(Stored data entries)
══════════════════════════════
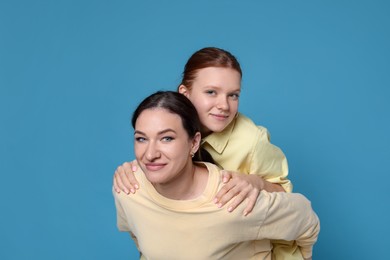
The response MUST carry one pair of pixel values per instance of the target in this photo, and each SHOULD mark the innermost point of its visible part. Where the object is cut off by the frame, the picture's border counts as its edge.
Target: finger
(251, 202)
(127, 175)
(238, 199)
(118, 181)
(115, 185)
(225, 189)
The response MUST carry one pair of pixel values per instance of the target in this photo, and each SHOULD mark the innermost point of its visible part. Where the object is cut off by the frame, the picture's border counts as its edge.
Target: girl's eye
(167, 139)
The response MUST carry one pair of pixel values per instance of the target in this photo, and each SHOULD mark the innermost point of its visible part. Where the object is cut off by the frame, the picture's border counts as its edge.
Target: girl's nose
(223, 103)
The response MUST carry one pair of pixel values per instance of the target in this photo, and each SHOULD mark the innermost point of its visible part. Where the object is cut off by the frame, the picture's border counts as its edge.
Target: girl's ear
(184, 90)
(196, 143)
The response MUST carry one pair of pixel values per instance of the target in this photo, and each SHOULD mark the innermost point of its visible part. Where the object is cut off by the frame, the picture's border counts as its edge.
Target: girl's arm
(239, 186)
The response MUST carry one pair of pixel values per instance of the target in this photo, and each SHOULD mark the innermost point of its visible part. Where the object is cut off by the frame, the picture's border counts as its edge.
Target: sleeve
(268, 161)
(290, 217)
(120, 214)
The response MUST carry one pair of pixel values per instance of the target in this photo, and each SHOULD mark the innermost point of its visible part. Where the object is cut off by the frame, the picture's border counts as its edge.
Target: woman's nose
(152, 152)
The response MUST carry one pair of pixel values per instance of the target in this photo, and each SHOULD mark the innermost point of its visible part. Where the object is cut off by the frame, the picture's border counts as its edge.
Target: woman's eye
(140, 139)
(167, 139)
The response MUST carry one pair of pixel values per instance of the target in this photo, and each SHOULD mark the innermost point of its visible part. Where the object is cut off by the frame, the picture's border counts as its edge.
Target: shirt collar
(219, 141)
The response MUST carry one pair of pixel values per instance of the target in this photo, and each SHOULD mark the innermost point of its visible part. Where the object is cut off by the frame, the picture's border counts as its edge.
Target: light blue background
(316, 74)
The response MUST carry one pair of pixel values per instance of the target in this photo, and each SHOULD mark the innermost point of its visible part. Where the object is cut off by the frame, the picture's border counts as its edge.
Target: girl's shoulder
(245, 125)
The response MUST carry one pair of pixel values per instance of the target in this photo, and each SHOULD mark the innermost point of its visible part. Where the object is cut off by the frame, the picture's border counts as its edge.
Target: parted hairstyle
(180, 105)
(208, 57)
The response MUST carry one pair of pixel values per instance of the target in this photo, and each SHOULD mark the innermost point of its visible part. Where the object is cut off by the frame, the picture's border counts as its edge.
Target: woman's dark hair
(208, 57)
(177, 104)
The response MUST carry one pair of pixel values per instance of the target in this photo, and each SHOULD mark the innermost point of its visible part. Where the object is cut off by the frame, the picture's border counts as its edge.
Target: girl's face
(214, 93)
(162, 147)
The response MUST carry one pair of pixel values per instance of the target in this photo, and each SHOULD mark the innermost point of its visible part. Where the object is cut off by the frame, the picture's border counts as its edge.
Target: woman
(212, 82)
(172, 215)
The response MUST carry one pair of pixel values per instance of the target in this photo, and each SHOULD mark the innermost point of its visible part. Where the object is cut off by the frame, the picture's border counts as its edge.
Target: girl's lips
(154, 166)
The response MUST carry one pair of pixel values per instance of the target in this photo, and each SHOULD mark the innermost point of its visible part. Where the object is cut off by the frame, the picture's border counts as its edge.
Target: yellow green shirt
(197, 229)
(244, 147)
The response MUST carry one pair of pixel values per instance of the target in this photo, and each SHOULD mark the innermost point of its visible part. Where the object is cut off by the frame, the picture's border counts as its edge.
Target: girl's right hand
(124, 179)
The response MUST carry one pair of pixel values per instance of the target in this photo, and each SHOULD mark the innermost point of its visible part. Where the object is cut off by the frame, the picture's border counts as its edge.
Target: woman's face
(214, 93)
(162, 146)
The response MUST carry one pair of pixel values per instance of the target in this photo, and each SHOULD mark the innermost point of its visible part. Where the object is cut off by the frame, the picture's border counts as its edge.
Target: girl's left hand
(240, 187)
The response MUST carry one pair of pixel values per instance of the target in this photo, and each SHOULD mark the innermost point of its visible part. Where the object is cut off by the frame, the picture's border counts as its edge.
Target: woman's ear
(184, 90)
(196, 142)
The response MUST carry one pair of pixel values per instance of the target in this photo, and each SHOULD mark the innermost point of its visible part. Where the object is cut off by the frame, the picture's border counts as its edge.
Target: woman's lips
(154, 166)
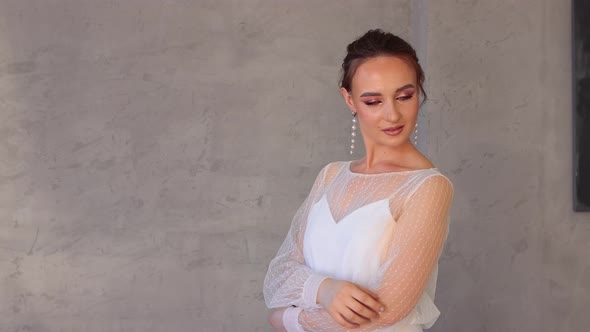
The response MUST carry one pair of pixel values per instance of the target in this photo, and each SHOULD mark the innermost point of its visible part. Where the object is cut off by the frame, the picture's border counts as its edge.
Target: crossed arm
(416, 244)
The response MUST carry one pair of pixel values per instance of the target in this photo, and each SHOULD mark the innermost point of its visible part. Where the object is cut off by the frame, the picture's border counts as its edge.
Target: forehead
(383, 72)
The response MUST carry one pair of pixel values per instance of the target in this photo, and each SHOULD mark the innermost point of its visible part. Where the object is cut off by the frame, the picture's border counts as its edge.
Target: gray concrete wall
(152, 153)
(500, 123)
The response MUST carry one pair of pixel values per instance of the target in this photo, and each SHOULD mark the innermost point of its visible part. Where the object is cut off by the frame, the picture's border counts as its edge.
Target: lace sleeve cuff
(310, 290)
(291, 319)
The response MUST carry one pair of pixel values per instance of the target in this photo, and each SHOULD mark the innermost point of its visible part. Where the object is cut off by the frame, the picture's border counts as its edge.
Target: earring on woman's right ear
(353, 132)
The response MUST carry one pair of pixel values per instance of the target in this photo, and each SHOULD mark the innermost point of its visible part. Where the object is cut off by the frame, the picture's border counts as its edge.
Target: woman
(362, 251)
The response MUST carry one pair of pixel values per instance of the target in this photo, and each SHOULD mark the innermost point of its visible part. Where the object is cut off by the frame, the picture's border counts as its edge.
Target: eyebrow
(374, 94)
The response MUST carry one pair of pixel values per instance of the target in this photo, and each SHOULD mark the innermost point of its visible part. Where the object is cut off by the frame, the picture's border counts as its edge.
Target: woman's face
(384, 93)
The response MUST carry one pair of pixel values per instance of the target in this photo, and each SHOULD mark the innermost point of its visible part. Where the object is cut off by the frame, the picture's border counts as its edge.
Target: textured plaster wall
(500, 123)
(152, 153)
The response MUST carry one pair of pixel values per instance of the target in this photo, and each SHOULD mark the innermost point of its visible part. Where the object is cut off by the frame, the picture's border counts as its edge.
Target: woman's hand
(349, 304)
(276, 320)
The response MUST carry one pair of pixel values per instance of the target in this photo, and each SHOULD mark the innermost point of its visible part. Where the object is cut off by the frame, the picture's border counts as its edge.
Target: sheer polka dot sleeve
(416, 243)
(289, 282)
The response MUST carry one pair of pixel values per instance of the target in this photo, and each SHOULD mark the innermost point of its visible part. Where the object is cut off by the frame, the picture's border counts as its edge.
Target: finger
(353, 317)
(362, 310)
(368, 301)
(369, 292)
(342, 321)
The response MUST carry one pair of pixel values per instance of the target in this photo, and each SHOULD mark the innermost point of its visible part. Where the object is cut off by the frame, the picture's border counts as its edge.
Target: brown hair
(376, 43)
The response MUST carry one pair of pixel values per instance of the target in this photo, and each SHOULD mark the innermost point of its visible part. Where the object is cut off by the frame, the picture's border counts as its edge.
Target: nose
(392, 113)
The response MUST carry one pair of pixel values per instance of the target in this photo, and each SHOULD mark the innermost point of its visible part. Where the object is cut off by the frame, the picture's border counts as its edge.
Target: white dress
(384, 232)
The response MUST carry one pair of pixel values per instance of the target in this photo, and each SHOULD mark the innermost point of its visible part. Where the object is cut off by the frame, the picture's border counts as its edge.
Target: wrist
(291, 319)
(323, 290)
(311, 290)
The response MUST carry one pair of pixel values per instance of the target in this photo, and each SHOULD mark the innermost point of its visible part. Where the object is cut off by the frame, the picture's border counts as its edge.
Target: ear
(347, 98)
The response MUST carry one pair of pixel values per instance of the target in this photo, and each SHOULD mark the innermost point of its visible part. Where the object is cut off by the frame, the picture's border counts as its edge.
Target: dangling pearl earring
(353, 133)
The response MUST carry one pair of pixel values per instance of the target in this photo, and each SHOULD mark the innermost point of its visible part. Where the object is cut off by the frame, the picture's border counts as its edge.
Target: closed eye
(405, 97)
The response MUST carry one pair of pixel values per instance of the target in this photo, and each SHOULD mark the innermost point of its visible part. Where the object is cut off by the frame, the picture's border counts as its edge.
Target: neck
(377, 155)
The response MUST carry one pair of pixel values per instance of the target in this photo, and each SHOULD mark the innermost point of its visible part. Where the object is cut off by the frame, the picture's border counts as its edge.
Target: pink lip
(392, 131)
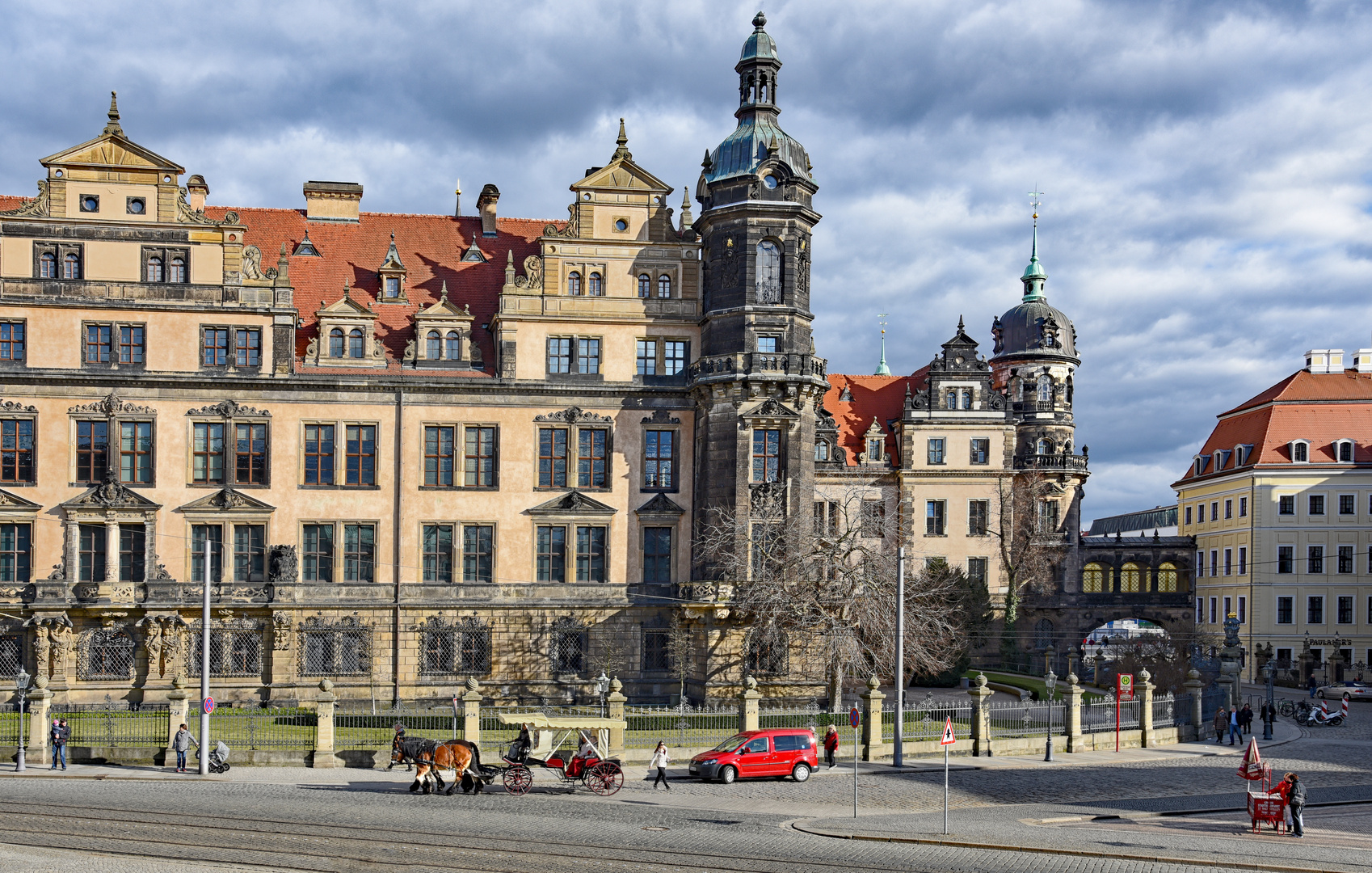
══════════════════════════════
- Activity
From the line containing "Target: closed eye" through the last line of the entries, copy each line exactly and only those, skipping all pictures.

- Response for this exercise
Target: closed eye
(405, 97)
The response MUST carry one pair of pixel values per instance of the target in this photo, and each SHOULD mark the innermost point of its visible part. Where the object is cut off by the frame, the picture's border counts as its edge.
Target: neck
(377, 155)
The response MUST carry one pair of pixel values per instance of the target in this photo, and each SHOULD mark the innermost point of its visible part. Where the object is cut off by the frame, the picture's border counts as its edge.
Target: pink lip
(392, 131)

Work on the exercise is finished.